- **抜粋**:
_ _ _
説明

ラダー型フィルタ及びそれを備えるデュプレクサ

【課題】通過帯域高域側のフィルタ特性の急峻性が高く、かつVSWR特性が良好なラダー型フィルタ及びそれを備えたデュプレクサを提供する。
【解決手段】IDT電極30を有する複数の直列腕共振子と、並列腕13に設けられている並列腕共振子と、複数の直列腕共振子のうちの一部の直列腕共振子S2a、S2b、S3cに並列に接続されているキャパシタC1、C2とを備えている。キャパシタC1、C2が並列に接続されている直列腕共振子S2a、S2b、S3cのIDT電極30には、弾性波伝搬方向において、交叉幅が極大となる極大点が複数形成されるように交叉幅重み付けが施されている。キャパシタが並列に接続されていない直列腕共振子S1a、S1b、S2c、S3a、d3bのIDT電極40には、弾性波伝搬方向において、交叉幅が極大となる極大点がひとつのみ形成されるように交叉幅重み付けが施されている。

【発明の詳細な説明】
【技術分野】
【0001】
本発明は、ラダー型フィルタに関し、特に、交叉幅重み付けが施された弾性波共振子を有するラダー型フィルタ及びそれを備えたデュプレクサに関する。
_ _ _
- **提供資料**:
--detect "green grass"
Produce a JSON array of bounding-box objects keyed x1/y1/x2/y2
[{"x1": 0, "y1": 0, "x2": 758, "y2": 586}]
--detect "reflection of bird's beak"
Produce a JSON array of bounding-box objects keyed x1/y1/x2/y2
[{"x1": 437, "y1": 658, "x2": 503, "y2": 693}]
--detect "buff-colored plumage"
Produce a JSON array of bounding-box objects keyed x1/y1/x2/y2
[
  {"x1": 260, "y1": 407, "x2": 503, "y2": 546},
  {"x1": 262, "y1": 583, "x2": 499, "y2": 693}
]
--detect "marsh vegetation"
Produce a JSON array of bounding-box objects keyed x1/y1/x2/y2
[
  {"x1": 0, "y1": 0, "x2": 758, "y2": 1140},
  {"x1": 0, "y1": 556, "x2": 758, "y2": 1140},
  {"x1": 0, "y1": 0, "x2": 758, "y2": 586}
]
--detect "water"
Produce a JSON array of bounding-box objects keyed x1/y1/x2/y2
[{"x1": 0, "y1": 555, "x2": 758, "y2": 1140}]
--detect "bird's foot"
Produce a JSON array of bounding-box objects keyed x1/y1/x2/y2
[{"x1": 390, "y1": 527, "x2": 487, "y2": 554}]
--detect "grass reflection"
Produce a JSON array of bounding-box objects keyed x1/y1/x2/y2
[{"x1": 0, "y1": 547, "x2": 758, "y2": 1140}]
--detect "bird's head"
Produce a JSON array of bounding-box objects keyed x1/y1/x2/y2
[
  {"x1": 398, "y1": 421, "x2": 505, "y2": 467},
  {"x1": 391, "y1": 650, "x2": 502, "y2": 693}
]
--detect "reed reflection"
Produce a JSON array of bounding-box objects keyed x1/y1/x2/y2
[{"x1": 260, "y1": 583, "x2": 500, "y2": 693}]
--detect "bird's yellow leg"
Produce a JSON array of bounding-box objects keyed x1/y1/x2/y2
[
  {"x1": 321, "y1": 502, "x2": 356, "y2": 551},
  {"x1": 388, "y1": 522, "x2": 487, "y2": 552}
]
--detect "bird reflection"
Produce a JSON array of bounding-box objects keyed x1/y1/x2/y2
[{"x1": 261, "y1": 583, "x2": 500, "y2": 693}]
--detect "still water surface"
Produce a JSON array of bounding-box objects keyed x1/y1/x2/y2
_ _ _
- **設問一覧**:
**A.** ラダー型フィルタに関する抜粋のうち、「ラダー型フィルタ及びそれを備えるデュプレクサ」から「備えたデュプレクサに関する。」までを含む部分を書き写し、その中の「キャパシタ」をすべて「コンデンサ」に置き換えなさい。
**B.** ラダー型フィルタに関する抜粋の最後の文に続く部分を書き足しなさい。

- **解答例**:
**A.**
ラダー型フィルタ及びそれを備えるデュプレクサ

【課題】通過帯域高域側のフィルタ特性の急峻性が高く、かつVSWR特性が良好なラダー型フィルタ及びそれを備えたデュプレクサを提供する。
【解決手段】IDT電極30を有する複数の直列腕共振子と、並列腕13に設けられている並列腕共振子と、複数の直列腕共振子のうちの一部の直列腕共振子S2a、S2b、S3cに並列に接続されているコンデンサC1、C2とを備えている。コンデンサC1、C2が並列に接続されている直列腕共振子S2a、S2b、S3cのIDT電極30には、弾性波伝搬方向において、交叉幅が極大となる極大点が複数形成されるように交叉幅重み付けが施されている。コンデンサが並列に接続されていない直列腕共振子S1a、S1b、S2c、S3a、d3bのIDT電極40には、弾性波伝搬方向において、交叉幅が極大となる極大点がひとつのみ形成されるように交叉幅重み付けが施されている。

【発明の詳細な説明】
【技術分野】
【0001】
本発明は、ラダー型フィルタに関し、特に、交叉幅重み付けが施された弾性波共振子を有するラダー型フィルタ及びそれを備えたデュプレクサに関する。

**B.**
【背景技術】
【0002】
従来、例えば下記の特許文献1や特許文献2などにおいて、IDT電極を有する共振子に対して、交叉幅重み付けを行うことが提案されている。具体的には、特許文献1には、図12に略図的に示す構造の共振子が開示されている。図12に示すように、特許文献1に開示されている共振子100は、互いに間挿し合う一対のくし歯電極により構成されたIDT電極101と、IDT電極101の弾性表面波伝搬方向両側に設けられたグレーティング反射器102,103とを備えている。共振子100では、IDT電極101には、IDT電極101の電極指101aの交叉幅が弾性表面波伝搬方向両側から中央部に向かって大きくなるように交叉幅重み付けが施されている。特許文献1には、このような交叉幅重み付けをIDT電極101対して施すことにより、縦モード、横モード及びラブ波型弾性表面波を利用した場合のレイリー波によるスプリアスを抑圧することができると共に、Q値を高くすることができる旨が記載されている。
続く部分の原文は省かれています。